-- START OF Excerpted text --
Info on Saturday conference at SU might be of interest to folks. Wasn't it Don Corleone who advised keep your friends close and your enemies closer? Wonder what Sunday's NYTimes will have on this one...
Subject:
Charter Schools & NYS
Date:
Fri, 18 Dec 1998 07:50:09 -0500
From:
Jude Hollins
Reply-To:
CFEGRAD@sued.syr.edu
To:
"CFE Graduate Student List"
well.
Two things. NYS officially will have charter legislation. I expect a
moderate news frenzy, in the shadows of impeachment and iraq.
The law is rather odd, as far as the range of charter laws across the
states go. NY is the 34th state to pass legislation. It was only barely
bi-partisan, and was tied to this whole pay raise fiasco. If folks are
interested, I can pass on another note about the specifics of the
legislation. The bare bones is this:
An umlimited number of existing public schools can turn themselves into
"charter public schools."
The Board of Regents and the SUNY Board can each sponsor up to 50 new
"charter public schools."
A share of the 100 million set aside by the US Congress can come to NYS to
help schools get started.
Anyway, there is a conference coming up (Feb.) on charter schools, here at
Syracuse University. There is also another one at Bank Street College down
in NYC, in January.
Here is the post about the SU conference, from the national listserv. I
think quality dialog is absolutely critical, given the stakes and
complexity of the politics. I hope folks will pass this on and consider
participating.Date: Thu, 17 Dec 1998 12:29:21 -0500
Sender: Charter Schools List
From: "Anne L. Foley"
-- END OF Excerpted text --
-- START OF Data lines --
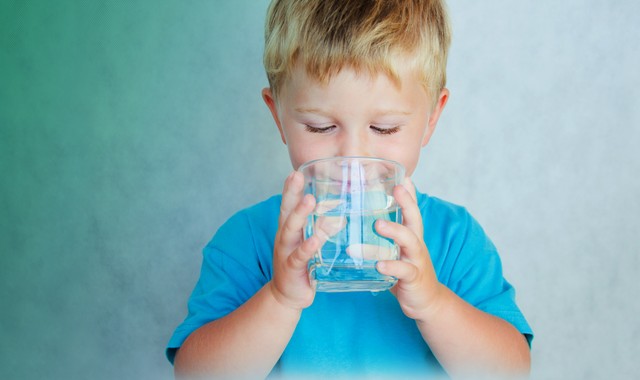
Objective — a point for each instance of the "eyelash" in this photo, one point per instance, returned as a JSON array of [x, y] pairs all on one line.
-- END OF Data lines --
Given request A | Write out the stretch of the email about charter schools from "The law is rather" through "NYC, in January.".
Given request B | According to the email about charter schools, how many new charter public schools may the Board of Regents and the SUNY Board each sponsor?

Full solution A |
The law is rather odd, as far as the range of charter laws across the
states go. NY is the 34th state to pass legislation. It was only barely
bi-partisan, and was tied to this whole pay raise fiasco. If folks are
interested, I can pass on another note about the specifics of the
legislation. The bare bones is this:
An umlimited number of existing public schools can turn themselves into
"charter public schools."
The Board of Regents and the SUNY Board can each sponsor up to 50 new
"charter public schools."
A share of the 100 million set aside by the US Congress can come to NYS to
help schools get started.
Anyway, there is a conference coming up (Feb.) on charter schools, here at
Syracuse University. There is also another one at Bank Street College down
in NYC, in January.

Full solution B | Each may sponsor up to 50.